### Tâches à réaliser
1. Relevez, dans le texte sur la mondialisation et les inégalités, toutes les entreprises nommées comme géants de la nouvelle « économie des plateformes ».
2. Poursuivez le texte sur la mondialisation et les inégalités à la suite de sa dernière phrase.
___ Texte à lire ___
Une vérité simple s’impose désormais dans la sphère économique.

 

Les responsables publics et politiques savent comment mondialiser l’économie, mais ignorent comment mettre la mondialisation au service de la majorité des électeurs. Nous en subissons aujourd’hui les conséquences lors des élections partout dans le monde. Les inégalités dans les pays avancés alimentent une immense instabilité politique.

 

Depuis la chute du mur de Berlin en 1989, nous avons réussi à créer un marché mondial d’une portée sans précédent. Mais c’est un marché dominé par les très riches, les élites, où les 1 % les plus aisés contrôlent désormais la moitié de la richesse mondiale.

 

Sur ce marché gigantesque, comment répartir les gains plus équitablement et renouer avec une partie de la stabilité d’antan ?

 

Avant, nous pensions que les inégalités étaient la conséquence des « progrès technologiques favorisant la main-d’œuvre qualifiée ». Rémunération et niveaux d’études étaient liés, et les responsables publics croyaient avoir la réponse que l’ancien Premier ministre du Royaume-Uni Tony Blair résumait ainsi : « l’éducation, encore l’éducation, toujours l’éducation ».

 

Mais aujourd’hui, il est clair que cette vieille formule ne suffit plus. Les hypothèses d’hier semblent obsolètes, avec pour conséquence une stagnation des salaires de millions de travailleurs dans la zone OCDE. Par exemple, réduire les impôts et alléger la réglementation ne garantit plus l’investissement. La déréglementation mondiale n’a pas empêché de grandes multinationales de cesser d’investir et d’accumuler d’abondantes liquidités pour leur propre compte. Mais quand les entreprises investissent moins, la productivité s’enraye et les salaires stagnent.

 

Comme le montrent les recherches de l’OCDE, dans la nouvelle « économie des plateformes » dominée par des géants tels que Google, Apple, Alibaba et Facebook, les gains de productivité ne semblent pas irriguer l’économie autant que la théorie du marché libre le suggère. Par conséquent, les gains de productivité dans la plupart des entreprises sont faibles, comme la croissance des salaires.

 

De nouvelles réponses s’imposent. Si le marché n’est pas capable de mobiliser l’investissement dont la société a besoin pour générer des progrès bénéficiant à tous, les pouvoirs publics doivent intervenir. Cela va à l’encontre des anciennes orthodoxies des années 1980, mais le monde a radicalement changé.

 

Premièrement, il est clair que les emprunts d’État à grande échelle n’entraînent plus une hausse des taux d’intérêt ou de l’inflation. Ainsi que Ben Bernanke, Robert Gordon, Paul Krugman et Larry Summers l’ont affirmé – en avançant des explications différentes – les excédents d’épargne mondiale dépassent l’investissement. Les taux d’intérêt et les anticipations d’inflation sont historiquement bas, même si la dette publique atteint 80 à 90 % du PIB dans plusieurs pays de l’OCDE.

 

Rien ne prouve non plus qu’un « État développé » soit un frein à la croissance économique. Notamment, il est désormais évident que les dépenses publiques consacrées à la science bénéficient au secteur privé. Huit pays affichent des dépenses de R-D équivalentes à 3 % du PIB, et tous sauf un ont enregistré, au cours de la dernière décennie, des gains de productivité bien supérieurs au Royaume-Uni, qui dépense beaucoup moins.
___ Matériel fourni ___
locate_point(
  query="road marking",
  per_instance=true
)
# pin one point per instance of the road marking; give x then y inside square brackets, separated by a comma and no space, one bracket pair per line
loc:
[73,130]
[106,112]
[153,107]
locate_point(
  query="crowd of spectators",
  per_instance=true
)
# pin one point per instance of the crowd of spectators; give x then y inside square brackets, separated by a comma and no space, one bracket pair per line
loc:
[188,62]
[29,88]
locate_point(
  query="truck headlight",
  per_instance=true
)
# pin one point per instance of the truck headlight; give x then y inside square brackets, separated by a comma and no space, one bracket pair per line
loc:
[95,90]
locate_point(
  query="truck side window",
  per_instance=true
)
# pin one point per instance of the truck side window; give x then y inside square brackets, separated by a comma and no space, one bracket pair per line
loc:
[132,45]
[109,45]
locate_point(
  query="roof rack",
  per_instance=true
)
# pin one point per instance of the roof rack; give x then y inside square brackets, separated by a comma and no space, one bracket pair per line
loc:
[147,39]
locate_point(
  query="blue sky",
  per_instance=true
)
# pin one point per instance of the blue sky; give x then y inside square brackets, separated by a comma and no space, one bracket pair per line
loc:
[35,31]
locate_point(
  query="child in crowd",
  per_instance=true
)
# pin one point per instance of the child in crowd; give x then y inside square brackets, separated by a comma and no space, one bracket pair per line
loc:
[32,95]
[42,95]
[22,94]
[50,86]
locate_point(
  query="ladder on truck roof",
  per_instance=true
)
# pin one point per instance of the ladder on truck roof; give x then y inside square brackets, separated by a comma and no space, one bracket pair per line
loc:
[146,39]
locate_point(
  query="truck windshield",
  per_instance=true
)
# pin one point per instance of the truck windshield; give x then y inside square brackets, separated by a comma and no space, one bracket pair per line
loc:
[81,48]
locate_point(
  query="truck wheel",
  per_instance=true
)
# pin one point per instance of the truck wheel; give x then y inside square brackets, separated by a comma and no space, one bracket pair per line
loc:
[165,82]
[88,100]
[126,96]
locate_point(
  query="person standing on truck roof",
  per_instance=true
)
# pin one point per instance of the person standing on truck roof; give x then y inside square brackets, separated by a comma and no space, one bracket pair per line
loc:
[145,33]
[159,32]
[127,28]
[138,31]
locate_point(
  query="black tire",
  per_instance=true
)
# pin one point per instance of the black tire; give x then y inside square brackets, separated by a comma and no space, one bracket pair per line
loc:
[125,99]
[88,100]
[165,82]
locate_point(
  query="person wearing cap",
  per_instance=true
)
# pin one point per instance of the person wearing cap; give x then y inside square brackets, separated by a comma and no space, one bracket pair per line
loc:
___
### Réponses aux tâches
1. Google, Apple, Alibaba, Facebook

2.
 

Le progrès passe désormais par la création d’une nouvelle génération d’institutions publiques-privées chargées de démocratiser les chances offertes par cette nouvelle ère, ce qui est une urgence absolue dans le domaine de la fiscalité. La capacité de la politique monétaire d’alimenter la demande mondiale atteint ses ultimes limites, et de nouvelles institutions publiques-privées sont nécessaires pour stimuler l’investissement. Mais il faut trouver l’argent quelque part, et c’est là qu’intervient la réforme fiscale.

 

Nous avons des institutions – l’héritage de Bretton Woods – qui peuvent contribuer à dynamiser la croissance, mais nous n’avons pas trouvé la solution pour taxer la nouvelle richesse des nations. Par conséquent, selon certaines estimations, 7 500 milliards USD sont dissimulés dans des paradis fiscaux, dont environ 6 000 milliards n’ont jamais été taxés.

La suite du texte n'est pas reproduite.